◆ Exercise goal ◆
Once the line with "Q: Find one point on every instance of the balcony" is found in the entries below, repeat that line and every one after it exactly, ending at the last.

(Stored records)
_ _ _ _ _ _ _
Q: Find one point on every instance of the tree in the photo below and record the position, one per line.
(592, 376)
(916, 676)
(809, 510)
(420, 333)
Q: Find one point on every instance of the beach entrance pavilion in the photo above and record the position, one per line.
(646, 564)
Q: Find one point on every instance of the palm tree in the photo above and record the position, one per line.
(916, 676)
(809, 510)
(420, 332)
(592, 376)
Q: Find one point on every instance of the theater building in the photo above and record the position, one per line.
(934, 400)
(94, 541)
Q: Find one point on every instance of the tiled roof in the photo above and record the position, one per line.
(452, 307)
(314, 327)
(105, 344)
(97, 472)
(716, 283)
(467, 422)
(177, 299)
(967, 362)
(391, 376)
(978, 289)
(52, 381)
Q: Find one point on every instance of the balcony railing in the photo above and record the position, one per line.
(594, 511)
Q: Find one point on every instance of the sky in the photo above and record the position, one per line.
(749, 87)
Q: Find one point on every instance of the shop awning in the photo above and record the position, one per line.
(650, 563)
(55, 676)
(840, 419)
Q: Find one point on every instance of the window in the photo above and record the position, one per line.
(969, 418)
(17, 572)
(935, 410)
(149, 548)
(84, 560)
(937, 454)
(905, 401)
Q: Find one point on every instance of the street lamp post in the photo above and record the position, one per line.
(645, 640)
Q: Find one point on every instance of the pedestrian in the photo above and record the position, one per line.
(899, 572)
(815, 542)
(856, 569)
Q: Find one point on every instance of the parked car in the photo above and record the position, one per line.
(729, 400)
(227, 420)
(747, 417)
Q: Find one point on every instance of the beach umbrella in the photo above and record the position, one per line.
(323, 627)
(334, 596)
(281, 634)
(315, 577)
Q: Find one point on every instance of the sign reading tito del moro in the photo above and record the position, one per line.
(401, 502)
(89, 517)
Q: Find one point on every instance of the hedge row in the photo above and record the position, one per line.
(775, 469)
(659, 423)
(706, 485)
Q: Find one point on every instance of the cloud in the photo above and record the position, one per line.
_ _ _ _ _ _ _
◆ Answer to this task ◆
Q: Find one point on every instance of the balcony railing in the photo above and record the position, one per line.
(594, 511)
Q: Find one point on every instance of the sky in the photo above and record the position, one per line.
(749, 87)
Q: Find one point on every instance of the shop awning in the photo above and record the position, one per line.
(650, 563)
(55, 676)
(840, 419)
Q: Find one point on every instance of the window in the photo above and record the position, one per line.
(969, 418)
(17, 572)
(935, 410)
(149, 548)
(84, 560)
(937, 454)
(905, 401)
Q: Find one point on every instance of the street lamp post in the photo above and record the position, one per line.
(645, 640)
Q: Find one point on every instance of the pedestrian in the photo above and record the position, one per line.
(899, 572)
(815, 542)
(856, 569)
Q: Find one point on every instance of the parked car in the photo above and record the position, one per line.
(729, 400)
(227, 420)
(747, 417)
Q: Find one point on every instance of the beach umbrella in the photo above and record the position, one per line.
(323, 627)
(334, 596)
(281, 634)
(315, 577)
Q: Find one point on every instance of the sign reading tito del moro in the photo above and record the position, one per line.
(401, 502)
(89, 517)
Q: Find one point on every instance of the hedge row in the photo above and record the position, one per line.
(775, 469)
(659, 423)
(706, 485)
Q: Find one point on every instance of the cloud in the photo above and record the position, one per line.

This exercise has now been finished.